▶ [EXERCISE DIRECTIONS]: Report every line of the records that includes the word "guitar".
START RECORD SET
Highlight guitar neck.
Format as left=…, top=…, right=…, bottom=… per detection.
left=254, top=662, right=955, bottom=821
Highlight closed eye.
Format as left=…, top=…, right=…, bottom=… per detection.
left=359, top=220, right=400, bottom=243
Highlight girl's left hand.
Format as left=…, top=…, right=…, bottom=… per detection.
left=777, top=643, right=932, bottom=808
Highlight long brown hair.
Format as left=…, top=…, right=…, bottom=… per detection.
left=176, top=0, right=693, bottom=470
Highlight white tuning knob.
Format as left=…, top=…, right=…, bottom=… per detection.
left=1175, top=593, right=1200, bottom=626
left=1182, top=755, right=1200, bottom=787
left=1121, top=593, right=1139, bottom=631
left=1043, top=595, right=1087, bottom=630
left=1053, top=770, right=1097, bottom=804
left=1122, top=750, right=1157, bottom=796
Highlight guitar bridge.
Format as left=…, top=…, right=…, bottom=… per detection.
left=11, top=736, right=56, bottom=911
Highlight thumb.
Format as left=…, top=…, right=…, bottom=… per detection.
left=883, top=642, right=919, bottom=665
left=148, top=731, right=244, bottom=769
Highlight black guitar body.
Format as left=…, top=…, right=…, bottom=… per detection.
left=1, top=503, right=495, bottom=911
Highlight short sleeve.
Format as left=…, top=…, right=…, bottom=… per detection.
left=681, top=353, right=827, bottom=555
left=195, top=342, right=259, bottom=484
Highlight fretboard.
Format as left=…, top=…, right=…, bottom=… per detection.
END RECORD SET
▶ [RESULT]:
Highlight guitar neck.
Highlight guitar bridge.
Highlight black guitar body.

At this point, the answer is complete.